Entries from a dataset:
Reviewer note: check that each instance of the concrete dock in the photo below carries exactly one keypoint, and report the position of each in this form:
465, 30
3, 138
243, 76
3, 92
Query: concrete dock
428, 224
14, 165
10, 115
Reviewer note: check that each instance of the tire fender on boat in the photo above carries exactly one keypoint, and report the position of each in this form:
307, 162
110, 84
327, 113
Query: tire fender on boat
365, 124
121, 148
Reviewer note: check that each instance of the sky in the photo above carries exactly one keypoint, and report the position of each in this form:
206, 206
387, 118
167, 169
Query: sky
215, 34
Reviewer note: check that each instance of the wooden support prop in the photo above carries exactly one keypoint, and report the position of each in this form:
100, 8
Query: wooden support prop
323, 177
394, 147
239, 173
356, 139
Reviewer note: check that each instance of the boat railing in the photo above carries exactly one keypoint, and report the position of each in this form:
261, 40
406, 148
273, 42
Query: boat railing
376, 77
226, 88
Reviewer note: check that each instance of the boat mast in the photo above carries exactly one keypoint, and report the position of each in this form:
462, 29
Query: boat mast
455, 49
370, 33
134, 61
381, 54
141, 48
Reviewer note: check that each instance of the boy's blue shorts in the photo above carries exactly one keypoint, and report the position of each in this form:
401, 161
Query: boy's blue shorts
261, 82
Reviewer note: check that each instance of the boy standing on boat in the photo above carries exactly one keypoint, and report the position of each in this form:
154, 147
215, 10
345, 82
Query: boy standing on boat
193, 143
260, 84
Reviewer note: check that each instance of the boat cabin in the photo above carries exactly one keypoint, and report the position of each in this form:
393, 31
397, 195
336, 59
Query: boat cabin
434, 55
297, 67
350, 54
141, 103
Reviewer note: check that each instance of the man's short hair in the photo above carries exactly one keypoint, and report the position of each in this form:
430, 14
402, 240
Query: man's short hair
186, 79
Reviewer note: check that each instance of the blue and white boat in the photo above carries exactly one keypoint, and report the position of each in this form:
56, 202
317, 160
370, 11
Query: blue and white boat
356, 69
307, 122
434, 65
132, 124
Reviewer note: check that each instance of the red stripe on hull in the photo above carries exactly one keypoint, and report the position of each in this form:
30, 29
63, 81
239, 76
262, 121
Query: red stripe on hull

### What is needed
Can you rewrite the records above with every "Query" renamed to "Label" and everything else left unchanged?

### Result of the exercise
Reviewer note: check that each instance of the concrete dock in the photo below carries exactly one keypoint, and report the position of each in this form:
465, 30
3, 138
243, 76
3, 92
Label: concrete dock
428, 224
14, 165
10, 115
Reviewer note: check that each instance of the tire fender on boat in the photo above carries exactly one keypoint, and report the position of each in this form:
307, 162
110, 84
327, 113
Label: tire fender on boat
365, 124
121, 148
Reviewer note: check that each instance of the sky in the photo above carries exactly one keypoint, and report the position of each in this form:
206, 206
387, 118
167, 169
Label: sky
215, 34
Reviewer note: check that each instance of the wooden support prop in the photo above carries exactly one keypoint, and report the position of each in this form:
100, 8
Label: wooden support prop
323, 177
394, 147
239, 173
356, 139
Reviewer note: check that each instance of the boat railing in the photo above carries exactly one keypoint, and report the position of each in this form:
261, 40
406, 148
273, 42
Label: boat railing
376, 77
226, 88
Reviewer note: check that each instance of the boat mast in the photo above carries exactly one keypoint, and report the position of each in this form:
462, 29
Label: boat mast
455, 49
370, 33
134, 61
381, 54
141, 48
Reviewer note: check that each instance of the boy's blue shorts in the photo above carries exactly one keypoint, and report the position of each in this form:
401, 161
Label: boy's blue shorts
261, 82
Reviewer note: check that each instance of the boy standing on boat in the photo above carries exactly one keypoint, and report the position of each in this form:
154, 147
215, 10
345, 82
Label: boy standing on boat
193, 143
260, 84
Reviewer note: check that each instance of the boat cabin in the photo above carries exactly one keypoint, and report the position of each in this form:
393, 31
397, 195
336, 59
Label: boat cabin
434, 55
297, 67
350, 54
141, 103
Reviewer note: check that each instance of the man's short hair in the photo above carries exactly one keypoint, and report the position of each in this form:
430, 14
402, 240
Label: man's short hair
186, 79
Reviewer note: check that each instance of the blue and white boat in the photo above carries exactly one keypoint, and report the position of each in this form:
56, 202
317, 160
370, 11
Label: blue and white boat
356, 69
307, 122
434, 65
132, 124
Reviewer note: check that each instance of the red stripe on hull in the photo above carries exactly one keypoint, and report the position of each in this form:
30, 29
63, 81
239, 76
262, 121
Label: red stripe on hull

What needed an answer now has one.